(WHAT YOU HAVE TO DO)
Reproduce the rows word for word, from the line containing "stone in the photo below." through the line containing "the stone in the photo above.", including both of those lines. Leave the pictures out.

○ ○ ○ ○ ○ ○ ○

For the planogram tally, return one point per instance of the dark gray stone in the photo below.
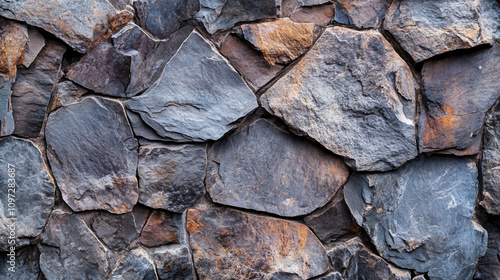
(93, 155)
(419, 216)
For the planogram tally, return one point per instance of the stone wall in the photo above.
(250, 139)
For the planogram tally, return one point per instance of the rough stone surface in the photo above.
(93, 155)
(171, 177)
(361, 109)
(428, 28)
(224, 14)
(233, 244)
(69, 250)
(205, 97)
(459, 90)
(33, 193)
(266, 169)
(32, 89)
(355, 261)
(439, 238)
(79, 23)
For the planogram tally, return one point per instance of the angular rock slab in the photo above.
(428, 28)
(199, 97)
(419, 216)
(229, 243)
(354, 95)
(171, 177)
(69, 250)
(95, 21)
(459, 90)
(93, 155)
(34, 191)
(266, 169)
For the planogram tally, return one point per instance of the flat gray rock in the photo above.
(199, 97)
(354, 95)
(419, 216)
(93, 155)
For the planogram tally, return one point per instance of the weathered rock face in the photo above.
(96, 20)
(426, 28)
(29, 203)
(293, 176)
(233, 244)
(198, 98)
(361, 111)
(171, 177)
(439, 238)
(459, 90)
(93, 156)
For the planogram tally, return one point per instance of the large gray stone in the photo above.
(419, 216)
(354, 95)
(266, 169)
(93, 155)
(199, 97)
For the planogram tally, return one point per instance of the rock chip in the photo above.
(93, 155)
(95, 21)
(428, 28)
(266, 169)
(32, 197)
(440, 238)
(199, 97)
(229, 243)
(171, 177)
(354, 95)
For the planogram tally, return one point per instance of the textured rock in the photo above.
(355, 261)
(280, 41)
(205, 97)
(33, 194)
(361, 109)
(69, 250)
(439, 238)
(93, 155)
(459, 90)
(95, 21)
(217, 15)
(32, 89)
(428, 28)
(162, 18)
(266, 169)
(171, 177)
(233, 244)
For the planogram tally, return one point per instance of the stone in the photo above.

○ ○ ○ ○ ○ ○ ○

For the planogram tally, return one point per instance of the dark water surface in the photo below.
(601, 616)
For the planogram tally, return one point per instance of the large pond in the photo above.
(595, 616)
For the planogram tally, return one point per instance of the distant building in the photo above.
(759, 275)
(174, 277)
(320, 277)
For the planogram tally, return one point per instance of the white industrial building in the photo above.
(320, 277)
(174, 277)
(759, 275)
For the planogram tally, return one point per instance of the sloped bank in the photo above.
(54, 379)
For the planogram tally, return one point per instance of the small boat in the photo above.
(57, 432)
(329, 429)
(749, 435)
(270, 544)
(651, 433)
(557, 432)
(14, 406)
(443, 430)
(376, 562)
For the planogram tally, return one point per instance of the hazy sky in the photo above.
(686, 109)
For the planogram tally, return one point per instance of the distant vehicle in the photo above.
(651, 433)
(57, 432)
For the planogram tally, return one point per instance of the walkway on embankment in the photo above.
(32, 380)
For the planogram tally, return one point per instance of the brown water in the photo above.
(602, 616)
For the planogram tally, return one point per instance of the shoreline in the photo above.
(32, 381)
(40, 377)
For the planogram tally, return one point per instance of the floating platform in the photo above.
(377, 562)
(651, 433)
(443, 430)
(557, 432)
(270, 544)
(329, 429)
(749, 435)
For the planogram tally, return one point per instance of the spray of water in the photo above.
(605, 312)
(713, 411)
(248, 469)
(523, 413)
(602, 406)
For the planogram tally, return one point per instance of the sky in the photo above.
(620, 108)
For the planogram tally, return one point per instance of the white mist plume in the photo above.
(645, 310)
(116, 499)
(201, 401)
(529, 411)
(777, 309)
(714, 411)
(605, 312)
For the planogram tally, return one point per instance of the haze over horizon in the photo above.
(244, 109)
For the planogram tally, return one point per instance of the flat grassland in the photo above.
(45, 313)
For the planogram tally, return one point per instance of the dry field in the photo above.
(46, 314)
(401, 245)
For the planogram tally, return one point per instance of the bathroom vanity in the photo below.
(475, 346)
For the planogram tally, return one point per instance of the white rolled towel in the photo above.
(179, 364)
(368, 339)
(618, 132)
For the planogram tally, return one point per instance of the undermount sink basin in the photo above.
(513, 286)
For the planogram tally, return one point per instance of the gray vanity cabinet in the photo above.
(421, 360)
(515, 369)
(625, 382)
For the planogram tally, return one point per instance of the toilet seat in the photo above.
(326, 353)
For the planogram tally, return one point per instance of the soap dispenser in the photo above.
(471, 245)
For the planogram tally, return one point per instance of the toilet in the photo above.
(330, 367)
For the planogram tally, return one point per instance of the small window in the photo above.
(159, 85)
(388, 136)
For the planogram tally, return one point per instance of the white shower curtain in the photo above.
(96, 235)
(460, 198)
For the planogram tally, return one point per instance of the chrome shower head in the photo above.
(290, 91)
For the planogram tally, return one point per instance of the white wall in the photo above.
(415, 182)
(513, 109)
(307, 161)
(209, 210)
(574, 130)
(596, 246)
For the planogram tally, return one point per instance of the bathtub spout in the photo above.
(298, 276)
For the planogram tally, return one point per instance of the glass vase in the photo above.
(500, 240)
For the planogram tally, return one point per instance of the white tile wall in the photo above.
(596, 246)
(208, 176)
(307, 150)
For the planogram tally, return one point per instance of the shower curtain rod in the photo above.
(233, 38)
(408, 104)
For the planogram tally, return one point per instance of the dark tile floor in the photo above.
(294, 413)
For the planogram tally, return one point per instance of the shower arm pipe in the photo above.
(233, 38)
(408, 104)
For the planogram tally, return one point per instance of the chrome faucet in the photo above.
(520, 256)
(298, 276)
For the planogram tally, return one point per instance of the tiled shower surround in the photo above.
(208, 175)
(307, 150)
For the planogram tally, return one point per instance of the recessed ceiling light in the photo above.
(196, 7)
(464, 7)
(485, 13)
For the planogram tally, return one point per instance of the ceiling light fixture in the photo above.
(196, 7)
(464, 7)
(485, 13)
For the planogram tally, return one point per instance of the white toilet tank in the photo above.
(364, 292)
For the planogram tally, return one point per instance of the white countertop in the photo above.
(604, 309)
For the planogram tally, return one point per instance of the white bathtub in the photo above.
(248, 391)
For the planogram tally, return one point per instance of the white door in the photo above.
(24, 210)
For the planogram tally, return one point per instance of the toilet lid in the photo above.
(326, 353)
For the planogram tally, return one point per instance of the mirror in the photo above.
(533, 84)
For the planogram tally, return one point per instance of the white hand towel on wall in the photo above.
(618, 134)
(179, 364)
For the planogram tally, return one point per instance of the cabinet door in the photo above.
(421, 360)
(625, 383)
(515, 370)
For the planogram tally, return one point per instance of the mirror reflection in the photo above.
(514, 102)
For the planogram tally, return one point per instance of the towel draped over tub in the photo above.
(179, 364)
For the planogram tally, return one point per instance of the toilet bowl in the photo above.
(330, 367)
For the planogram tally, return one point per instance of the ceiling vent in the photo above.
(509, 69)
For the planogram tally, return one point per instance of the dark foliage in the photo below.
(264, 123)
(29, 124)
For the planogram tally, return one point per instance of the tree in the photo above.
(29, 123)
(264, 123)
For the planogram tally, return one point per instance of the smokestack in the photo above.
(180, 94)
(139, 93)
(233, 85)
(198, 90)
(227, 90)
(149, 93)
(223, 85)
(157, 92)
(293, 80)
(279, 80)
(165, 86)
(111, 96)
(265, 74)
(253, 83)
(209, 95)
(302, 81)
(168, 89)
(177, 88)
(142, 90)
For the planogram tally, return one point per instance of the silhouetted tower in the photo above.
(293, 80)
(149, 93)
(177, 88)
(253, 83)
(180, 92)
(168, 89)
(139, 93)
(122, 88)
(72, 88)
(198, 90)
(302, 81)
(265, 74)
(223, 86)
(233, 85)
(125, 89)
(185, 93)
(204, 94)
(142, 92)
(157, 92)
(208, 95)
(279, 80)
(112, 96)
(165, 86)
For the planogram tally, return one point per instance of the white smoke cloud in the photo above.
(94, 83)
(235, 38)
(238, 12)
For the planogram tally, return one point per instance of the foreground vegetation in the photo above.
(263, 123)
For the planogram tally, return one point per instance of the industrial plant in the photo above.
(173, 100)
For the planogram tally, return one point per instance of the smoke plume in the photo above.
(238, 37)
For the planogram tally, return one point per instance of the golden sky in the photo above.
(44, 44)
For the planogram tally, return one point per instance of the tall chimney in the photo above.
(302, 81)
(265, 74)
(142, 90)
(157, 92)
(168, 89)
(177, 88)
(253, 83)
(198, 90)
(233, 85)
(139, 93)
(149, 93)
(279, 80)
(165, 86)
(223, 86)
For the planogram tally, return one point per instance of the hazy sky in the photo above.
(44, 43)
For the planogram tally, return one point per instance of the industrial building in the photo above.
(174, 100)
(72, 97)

○ ○ ○ ○ ○ ○ ○

(FINISHED ANSWER)
For the planogram tally, return one point per instance of the dark gray stone in the photo below.
(93, 155)
(419, 216)
For the planogram tally, return one point per instance of the stone wall in the photo above.
(250, 139)
For the planogram tally, return one point per instance of the rough stone surface in the photo above.
(93, 155)
(171, 177)
(361, 109)
(428, 28)
(224, 14)
(233, 244)
(69, 250)
(205, 97)
(459, 90)
(33, 193)
(266, 169)
(32, 89)
(355, 261)
(439, 238)
(79, 23)
For the planogram tally, return one point per instance of the angular rock slab in the photo above.
(428, 28)
(199, 97)
(419, 216)
(229, 243)
(354, 95)
(171, 177)
(69, 250)
(95, 21)
(459, 90)
(93, 155)
(34, 191)
(266, 169)
For the planogram tally, return one point per instance of the flat gray rock in the photo above.
(199, 97)
(354, 95)
(419, 216)
(93, 155)
For the planogram tally, return one point per instance of the weathered rock face in the photo above.
(96, 20)
(426, 28)
(29, 203)
(293, 176)
(233, 244)
(198, 98)
(361, 111)
(171, 177)
(439, 238)
(459, 90)
(93, 156)
For the planogram tally, return one point per instance of the large gray stone in the photo above.
(419, 216)
(354, 95)
(266, 169)
(93, 155)
(199, 97)
For the planogram tally, return one point per instance of the rock chip in the photo above.
(93, 155)
(95, 21)
(428, 28)
(266, 169)
(32, 197)
(440, 238)
(199, 97)
(229, 243)
(171, 177)
(354, 95)
For the planogram tally, return one point per instance of the textured rock in the photo above.
(355, 261)
(280, 41)
(205, 97)
(33, 194)
(361, 109)
(69, 250)
(439, 238)
(93, 155)
(459, 90)
(95, 21)
(217, 15)
(32, 89)
(428, 28)
(162, 18)
(266, 169)
(171, 177)
(233, 244)
For the planogram tally, return one point per instance of the stone in the photo above.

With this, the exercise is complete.